What to do —
Please print the entries below exactly, from the line with "Task: kindly identify the brown" through the line with "Task: kindly identify the tree", including both of those lines and leaving out all others.

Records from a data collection
○ ○ ○ ○ ○

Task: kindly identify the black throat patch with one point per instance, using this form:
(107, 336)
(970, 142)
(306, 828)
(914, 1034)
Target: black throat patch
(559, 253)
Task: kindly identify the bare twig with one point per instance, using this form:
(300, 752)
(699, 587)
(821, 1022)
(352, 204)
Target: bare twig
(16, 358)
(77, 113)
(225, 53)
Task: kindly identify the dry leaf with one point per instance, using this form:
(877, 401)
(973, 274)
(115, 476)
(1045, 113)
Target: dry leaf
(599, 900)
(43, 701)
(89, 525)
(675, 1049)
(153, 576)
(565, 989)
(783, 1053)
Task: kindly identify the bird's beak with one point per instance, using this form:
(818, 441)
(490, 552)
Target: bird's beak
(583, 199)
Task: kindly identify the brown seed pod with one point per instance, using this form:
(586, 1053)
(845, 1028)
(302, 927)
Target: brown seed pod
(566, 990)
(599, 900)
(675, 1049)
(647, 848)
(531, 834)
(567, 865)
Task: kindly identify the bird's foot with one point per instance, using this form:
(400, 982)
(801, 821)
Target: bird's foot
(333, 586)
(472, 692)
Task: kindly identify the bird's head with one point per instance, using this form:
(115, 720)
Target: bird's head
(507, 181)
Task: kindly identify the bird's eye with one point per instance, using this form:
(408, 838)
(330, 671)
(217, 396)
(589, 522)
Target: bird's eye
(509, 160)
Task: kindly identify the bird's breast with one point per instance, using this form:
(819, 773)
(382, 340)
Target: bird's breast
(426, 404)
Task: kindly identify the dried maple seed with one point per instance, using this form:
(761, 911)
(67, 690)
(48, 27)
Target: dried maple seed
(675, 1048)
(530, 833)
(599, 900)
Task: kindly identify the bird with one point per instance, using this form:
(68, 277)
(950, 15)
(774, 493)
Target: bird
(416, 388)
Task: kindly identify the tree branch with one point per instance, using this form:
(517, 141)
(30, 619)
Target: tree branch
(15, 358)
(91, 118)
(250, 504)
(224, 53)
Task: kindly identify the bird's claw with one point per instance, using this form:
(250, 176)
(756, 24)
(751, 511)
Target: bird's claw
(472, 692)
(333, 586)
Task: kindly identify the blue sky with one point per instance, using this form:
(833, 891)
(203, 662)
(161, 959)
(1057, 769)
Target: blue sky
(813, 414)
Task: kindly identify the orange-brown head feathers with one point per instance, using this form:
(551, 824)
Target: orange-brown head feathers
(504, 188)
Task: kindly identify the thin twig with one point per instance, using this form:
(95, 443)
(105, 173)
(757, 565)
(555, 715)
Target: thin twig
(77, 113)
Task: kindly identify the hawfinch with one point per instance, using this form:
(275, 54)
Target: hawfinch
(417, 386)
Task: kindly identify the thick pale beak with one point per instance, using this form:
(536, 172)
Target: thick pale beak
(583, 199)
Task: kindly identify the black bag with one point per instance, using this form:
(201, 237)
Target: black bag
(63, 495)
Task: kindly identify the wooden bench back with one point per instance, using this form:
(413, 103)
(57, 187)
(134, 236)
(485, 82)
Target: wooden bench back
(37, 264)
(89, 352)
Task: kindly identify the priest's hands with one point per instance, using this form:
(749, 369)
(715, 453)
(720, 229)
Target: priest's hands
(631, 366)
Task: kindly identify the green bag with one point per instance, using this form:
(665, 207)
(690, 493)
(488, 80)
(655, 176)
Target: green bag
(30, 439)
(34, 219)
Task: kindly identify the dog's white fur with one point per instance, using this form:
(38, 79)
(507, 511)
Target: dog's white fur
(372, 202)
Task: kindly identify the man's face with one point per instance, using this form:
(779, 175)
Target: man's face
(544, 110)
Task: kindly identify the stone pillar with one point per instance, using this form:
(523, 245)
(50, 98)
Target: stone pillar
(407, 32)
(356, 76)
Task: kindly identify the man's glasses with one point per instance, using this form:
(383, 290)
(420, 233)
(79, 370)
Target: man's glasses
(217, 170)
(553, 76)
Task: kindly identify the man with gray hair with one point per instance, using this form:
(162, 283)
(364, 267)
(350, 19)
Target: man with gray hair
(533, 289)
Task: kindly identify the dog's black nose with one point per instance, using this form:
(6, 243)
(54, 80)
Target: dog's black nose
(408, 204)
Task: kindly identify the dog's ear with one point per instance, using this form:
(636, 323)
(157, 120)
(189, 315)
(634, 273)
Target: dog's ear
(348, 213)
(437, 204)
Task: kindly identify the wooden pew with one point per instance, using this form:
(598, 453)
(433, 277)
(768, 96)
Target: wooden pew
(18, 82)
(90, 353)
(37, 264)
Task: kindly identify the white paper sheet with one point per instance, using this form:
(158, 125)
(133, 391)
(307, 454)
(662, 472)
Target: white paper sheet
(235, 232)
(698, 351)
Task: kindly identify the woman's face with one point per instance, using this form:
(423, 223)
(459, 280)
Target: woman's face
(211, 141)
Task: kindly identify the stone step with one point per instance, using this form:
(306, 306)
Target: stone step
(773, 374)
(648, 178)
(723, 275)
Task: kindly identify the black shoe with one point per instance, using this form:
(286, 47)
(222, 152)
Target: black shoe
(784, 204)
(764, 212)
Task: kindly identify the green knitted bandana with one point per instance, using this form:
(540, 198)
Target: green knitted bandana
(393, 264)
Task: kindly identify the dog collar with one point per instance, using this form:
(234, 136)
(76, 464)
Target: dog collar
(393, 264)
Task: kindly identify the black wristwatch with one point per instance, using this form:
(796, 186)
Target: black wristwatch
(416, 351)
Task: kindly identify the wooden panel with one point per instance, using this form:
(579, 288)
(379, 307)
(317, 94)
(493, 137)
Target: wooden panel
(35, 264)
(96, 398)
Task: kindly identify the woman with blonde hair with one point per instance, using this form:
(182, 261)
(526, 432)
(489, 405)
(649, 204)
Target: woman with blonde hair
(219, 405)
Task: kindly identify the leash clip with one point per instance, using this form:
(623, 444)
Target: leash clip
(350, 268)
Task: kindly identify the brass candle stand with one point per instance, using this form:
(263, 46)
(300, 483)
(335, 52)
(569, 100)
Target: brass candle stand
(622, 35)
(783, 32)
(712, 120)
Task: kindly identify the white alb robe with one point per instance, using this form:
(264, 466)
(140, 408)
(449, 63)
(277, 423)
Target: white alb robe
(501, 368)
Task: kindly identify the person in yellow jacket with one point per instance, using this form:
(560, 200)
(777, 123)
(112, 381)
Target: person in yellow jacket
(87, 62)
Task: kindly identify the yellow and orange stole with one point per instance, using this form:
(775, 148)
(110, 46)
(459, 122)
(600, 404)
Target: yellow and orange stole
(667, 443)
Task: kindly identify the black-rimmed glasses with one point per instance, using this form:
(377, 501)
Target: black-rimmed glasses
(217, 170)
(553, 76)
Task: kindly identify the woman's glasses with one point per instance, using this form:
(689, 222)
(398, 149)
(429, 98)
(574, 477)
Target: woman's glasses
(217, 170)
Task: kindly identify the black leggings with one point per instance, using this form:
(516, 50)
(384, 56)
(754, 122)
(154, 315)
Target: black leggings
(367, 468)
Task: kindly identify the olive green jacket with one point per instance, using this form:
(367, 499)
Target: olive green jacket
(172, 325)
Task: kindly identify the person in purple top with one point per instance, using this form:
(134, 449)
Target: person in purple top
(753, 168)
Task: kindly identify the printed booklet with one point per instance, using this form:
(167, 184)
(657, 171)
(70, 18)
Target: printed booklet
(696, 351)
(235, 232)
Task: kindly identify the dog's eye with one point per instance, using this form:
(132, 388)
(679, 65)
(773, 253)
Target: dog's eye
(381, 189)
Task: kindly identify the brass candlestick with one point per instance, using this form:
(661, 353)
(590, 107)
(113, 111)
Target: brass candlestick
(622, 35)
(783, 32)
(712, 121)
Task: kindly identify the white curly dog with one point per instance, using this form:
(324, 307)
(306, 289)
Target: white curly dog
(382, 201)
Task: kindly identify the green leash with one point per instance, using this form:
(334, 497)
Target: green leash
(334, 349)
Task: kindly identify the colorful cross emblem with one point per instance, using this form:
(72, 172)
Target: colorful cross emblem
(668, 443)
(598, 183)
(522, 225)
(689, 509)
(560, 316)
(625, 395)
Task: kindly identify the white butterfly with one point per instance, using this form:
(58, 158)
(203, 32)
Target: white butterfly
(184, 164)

○ ○ ○ ○ ○

Response to the task —
Task: kindly identify the brown seed pod with one point per instance, using this form:
(586, 1053)
(845, 1028)
(302, 927)
Target: brown seed pod
(566, 990)
(599, 900)
(675, 1049)
(647, 848)
(531, 834)
(567, 865)
Task: kindly identify the bird's foot with one point per instance, using this form:
(400, 982)
(801, 821)
Target: bird's foot
(333, 586)
(472, 692)
Task: kindly identify the bird's head with one point per instance, using this form:
(115, 720)
Target: bird's head
(507, 181)
Task: kindly identify the bird's eye with one point per instance, using this form:
(408, 838)
(330, 671)
(217, 396)
(589, 522)
Target: bird's eye
(509, 160)
Task: kindly identify the bird's breast with one point per instance, using this form:
(819, 773)
(382, 340)
Target: bird's breast
(426, 404)
Task: kindly identify the dried maple seed with one point per instance, using this form:
(761, 911)
(67, 690)
(48, 27)
Target: dried maple seed
(675, 1048)
(530, 833)
(599, 900)
Task: kindly identify the bird with one point per instance, using this form:
(68, 277)
(950, 15)
(774, 493)
Target: bird
(416, 388)
Task: kindly identify the tree branch with one point per instance, using this form:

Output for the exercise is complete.